Produce an exact transcript of all the records.

[Opening Source data section]

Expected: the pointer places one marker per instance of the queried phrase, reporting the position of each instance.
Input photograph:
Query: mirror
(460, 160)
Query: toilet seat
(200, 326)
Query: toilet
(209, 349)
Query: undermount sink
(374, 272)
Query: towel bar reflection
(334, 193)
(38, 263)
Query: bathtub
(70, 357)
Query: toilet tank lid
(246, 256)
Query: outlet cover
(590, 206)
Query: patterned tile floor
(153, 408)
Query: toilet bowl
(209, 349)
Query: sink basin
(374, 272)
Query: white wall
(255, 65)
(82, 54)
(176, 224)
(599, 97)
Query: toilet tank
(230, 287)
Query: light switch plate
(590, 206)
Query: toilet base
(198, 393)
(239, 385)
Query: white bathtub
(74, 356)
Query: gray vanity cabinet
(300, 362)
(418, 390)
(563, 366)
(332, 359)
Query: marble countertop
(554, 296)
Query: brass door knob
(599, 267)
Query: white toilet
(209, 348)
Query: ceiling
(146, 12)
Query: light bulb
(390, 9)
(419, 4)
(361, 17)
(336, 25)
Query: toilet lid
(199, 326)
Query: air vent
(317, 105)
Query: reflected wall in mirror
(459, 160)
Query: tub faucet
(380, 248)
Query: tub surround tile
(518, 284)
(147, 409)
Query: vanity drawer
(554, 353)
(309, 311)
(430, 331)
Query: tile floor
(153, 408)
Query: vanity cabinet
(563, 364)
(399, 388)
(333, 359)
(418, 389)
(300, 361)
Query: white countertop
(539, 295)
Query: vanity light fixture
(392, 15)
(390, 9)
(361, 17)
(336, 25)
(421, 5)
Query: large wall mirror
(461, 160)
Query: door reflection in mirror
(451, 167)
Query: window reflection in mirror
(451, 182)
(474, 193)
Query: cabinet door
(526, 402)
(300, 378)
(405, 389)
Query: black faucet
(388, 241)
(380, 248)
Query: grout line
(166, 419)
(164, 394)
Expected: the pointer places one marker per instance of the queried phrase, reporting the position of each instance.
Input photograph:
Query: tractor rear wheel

[Closing Source data section]

_Problem solution:_
Expected: the pointer places one marker per instance of the queried phrase, reporting the position of each instance.
Input photograph:
Query: mirror
(460, 160)
Query: toilet seat
(200, 326)
Query: toilet
(209, 349)
Query: undermount sink
(374, 272)
Query: towel bar reflection
(334, 193)
(38, 263)
Query: bathtub
(70, 357)
Query: toilet tank lid
(246, 256)
Query: outlet cover
(590, 206)
Query: patterned tile floor
(153, 408)
Query: toilet bowl
(209, 349)
Query: sink basin
(374, 272)
Query: white wall
(255, 65)
(82, 54)
(176, 224)
(599, 97)
Query: toilet tank
(230, 287)
Query: light switch plate
(590, 206)
Query: toilet base
(198, 393)
(239, 385)
Query: white bathtub
(74, 356)
Query: gray vanity cabinet
(300, 362)
(418, 390)
(563, 366)
(332, 359)
Query: marble countertop
(554, 296)
Query: brass door knob
(599, 267)
Query: white toilet
(209, 348)
Query: ceiling
(146, 12)
Query: light bulb
(390, 9)
(419, 4)
(361, 17)
(336, 25)
Query: toilet lid
(199, 326)
Query: air vent
(317, 105)
Query: reflected wall in mirror
(459, 160)
Query: tub faucet
(380, 248)
Query: tub surround tile
(518, 284)
(147, 409)
Query: vanity drawer
(554, 353)
(309, 311)
(430, 331)
Query: tile floor
(153, 408)
Query: vanity cabinet
(563, 364)
(399, 388)
(333, 359)
(418, 389)
(300, 361)
Query: white countertop
(539, 295)
Query: vanity light fixture
(392, 15)
(390, 9)
(361, 17)
(336, 25)
(421, 5)
Query: large wall mirror
(461, 160)
Query: door reflection in mirror
(451, 167)
Query: window reflection in mirror
(451, 182)
(474, 193)
Query: cabinet door
(526, 402)
(300, 378)
(405, 389)
Query: black faucet
(388, 241)
(380, 248)
Query: grout line
(166, 419)
(164, 394)
Expected: the pointer places one marker per instance of the queried phrase, reporting the position of each instance.
Input photograph:
Query: tractor rear wheel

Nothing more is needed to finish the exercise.